**TEXTE EXTRAIT**
▶

Choisir l'emploi, le débat entre acteurs


Resumé Syndicalistes, entreprises, responsables de la mise en œuvre des politiques: trois diagnostics, trois visions des priorités.

Projet – Nous sommes passés en quelques années de la promesse du plein emploi à un pessimisme noir sur la situation du marché du travail. Qu’est-il arrivé pour que la France reste le plus mauvais, ou presque, de la classe européenne?

Catherine Barbaroux – Après avoir diminué de façon significative de près de 4 points en 4 ans, le chômage a recommencé à croître en France depuis la mi-2001. Il est passé d’un minimum de 8,6 % en 2001 à 9,7 % fin septembre 2003. Durant cette période, il a crû un peu plus vite en France que dans les autres pays : ainsi, d’août 2002 à août 2003, il a augmenté de 0,5 point en France contre 0,3 point en moyenne dans l’Union européenne, l’Allemagne ayant connu une augmentation de 0,7 point. Le taux de chômage français reste aujourd’hui supérieur de 1,4 points à la moyenne de l’Union européenne, derrière l’Espagne et au même niveau que l’Allemagne.

◀

**EXERCICES À RÉALISER**
1. Recopiez le passage du texte sur le chômage compris entre « Choisir l'emploi, le » et « visions des priorités. », ces deux bornes incluses.
2. Répondez à ces questions à partir du texte sur le chômage :
(a) Quel taux de chômage minimal la France a-t-elle atteint en 2001 ?
(b) De combien de points le chômage a-t-il augmenté en Allemagne d'août 2002 à août 2003 ?
(c) Quels acteurs le résumé cite-t-il ?
3. Reformulez sous forme de liste le paragraphe du texte sur le chômage qui commence par « Catherine Barbaroux – Après avoir diminué », en conservant ses faits principaux.
Les enregistrements n'ont aucun rôle dans ces exercices.

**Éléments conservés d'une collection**
▶

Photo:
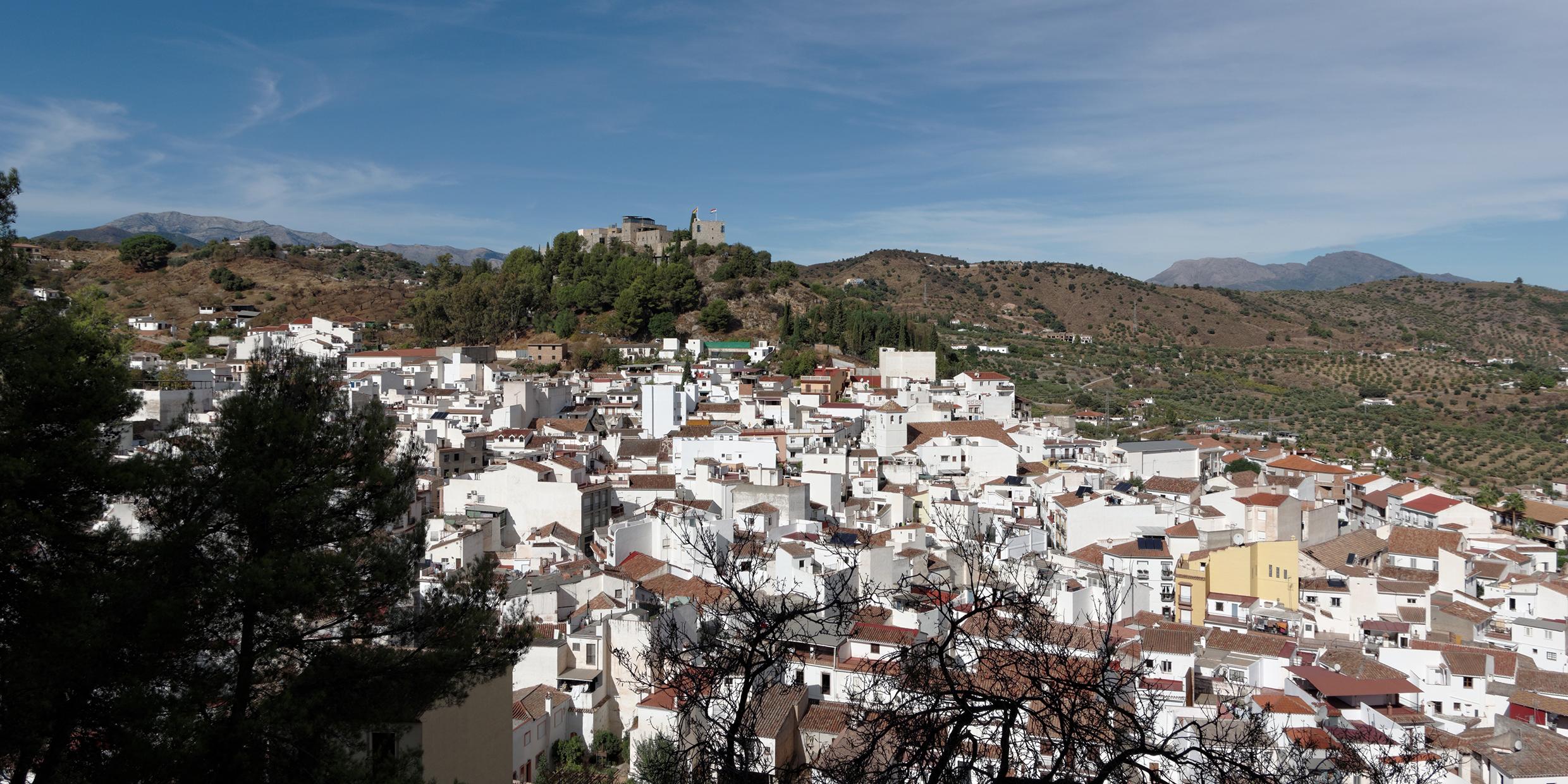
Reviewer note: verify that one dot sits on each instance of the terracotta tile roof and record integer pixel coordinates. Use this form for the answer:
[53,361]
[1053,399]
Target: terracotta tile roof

◀

**CORRIGÉS**
1.
Choisir l'emploi, le débat entre acteurs


Resumé Syndicalistes, entreprises, responsables de la mise en œuvre des politiques: trois diagnostics, trois visions des priorités.

2.
(a) 8,6 %.
(b) 0,7 point.
(c) Les syndicalistes, les entreprises et les responsables de la mise en œuvre des politiques.

3.
- Après une baisse de près de 4 points en 4 ans, le chômage recommence à croître en France depuis la mi-2001.
- Il passe d'un minimum de 8,6 % en 2001 à 9,7 % fin septembre 2003.
- D'août 2002 à août 2003, il augmente de 0,5 point en France, contre 0,3 point en moyenne dans l'Union européenne et 0,7 point en Allemagne.
- Le taux de chômage français dépasse de 1,4 points la moyenne de l'Union européenne. La France se situe derrière l'Espagne et au même niveau que l'Allemagne.